I remember the pigs and cockerels tethered or running loose under the “promenade deck” of the longhouse; being offered a raw fish head out of some filthy river as a special honour, and trying to work out some way of not eating it; my troop (despite all the horror stories of its potency) drinking the kampong dry of tuak and the headman sending a messenger to the next kampong to replenish the supplies; being asked through our interpreter whether one of the Iban women could touch me, as she had never seen anything so white and thought I was a god. A few children in the kampong who had semi- European features were clearly the result of some previous closer contact between east and west. Another abiding memory of our contact with the tribes people was in relation to the laws and customs by which they continued to govern themselves.
We used tribesmen to help by filling sandbags for our fort. Somehow, one of them came to be in possession of a portable radio and the headman was of the opinion that the Iban in question must have stolen it. The punishment from the tribe was to have one or both of his hands cut off. I never know to this day whether our representations to the effect that it had been thrown out and was free to be taken had been successful in preventing such a punishment. We learned that if a woman died in childbirth, she would be treated as a vampire and put to death.
Every morning we had a queue of local women carrying babies outside the Squadron sick bay bunker . The most prevalent form of death amongst children in the rainforest was bronchial pneumonia and they believed that any illness they might have contacted (which could in any event have been through coming into contact with the white man) could be cured by our pills and they were duly issued with what the Squadron medical corporal could spare by way of aspirin or anything similar. On the other side of the hearts and minds equation (i.e. the morale of those participating on behalf of H.M. Government), I also remember hearing that there was to be a jazz concert in one of the camps in the Kuching area by Acker Bilk and his Paramount Jazzband. This sounded moderately unlikely, but turned out to be true.

■ **What the task asks**
In the passage above about life among the Iban, what was the most common cause of death among children in the rainforest?

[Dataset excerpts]

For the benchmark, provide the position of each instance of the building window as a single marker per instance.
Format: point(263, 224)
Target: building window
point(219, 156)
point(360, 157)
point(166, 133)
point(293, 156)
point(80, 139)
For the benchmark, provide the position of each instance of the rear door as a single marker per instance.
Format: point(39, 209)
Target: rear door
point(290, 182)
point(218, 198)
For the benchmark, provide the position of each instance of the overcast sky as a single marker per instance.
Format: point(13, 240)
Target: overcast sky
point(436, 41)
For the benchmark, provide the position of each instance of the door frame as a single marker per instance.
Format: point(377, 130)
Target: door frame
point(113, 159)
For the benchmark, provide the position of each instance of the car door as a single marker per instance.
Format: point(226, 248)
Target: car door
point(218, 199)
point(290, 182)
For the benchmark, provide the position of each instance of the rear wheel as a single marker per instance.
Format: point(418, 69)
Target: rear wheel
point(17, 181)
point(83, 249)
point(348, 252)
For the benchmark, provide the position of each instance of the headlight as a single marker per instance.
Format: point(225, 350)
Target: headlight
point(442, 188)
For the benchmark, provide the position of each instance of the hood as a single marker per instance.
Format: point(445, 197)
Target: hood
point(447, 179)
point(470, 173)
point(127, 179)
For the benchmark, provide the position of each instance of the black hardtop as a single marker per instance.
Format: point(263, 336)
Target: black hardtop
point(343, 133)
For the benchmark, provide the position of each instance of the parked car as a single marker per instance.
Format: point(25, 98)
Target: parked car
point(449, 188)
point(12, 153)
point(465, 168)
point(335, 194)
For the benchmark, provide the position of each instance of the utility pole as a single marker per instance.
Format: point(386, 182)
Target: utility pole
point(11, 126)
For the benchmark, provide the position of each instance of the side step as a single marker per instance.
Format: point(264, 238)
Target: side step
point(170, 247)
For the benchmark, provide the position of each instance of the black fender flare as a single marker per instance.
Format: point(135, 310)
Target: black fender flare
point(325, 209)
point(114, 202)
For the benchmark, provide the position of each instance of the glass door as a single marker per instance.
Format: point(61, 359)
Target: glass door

■ **Result**
Bronchial pneumonia.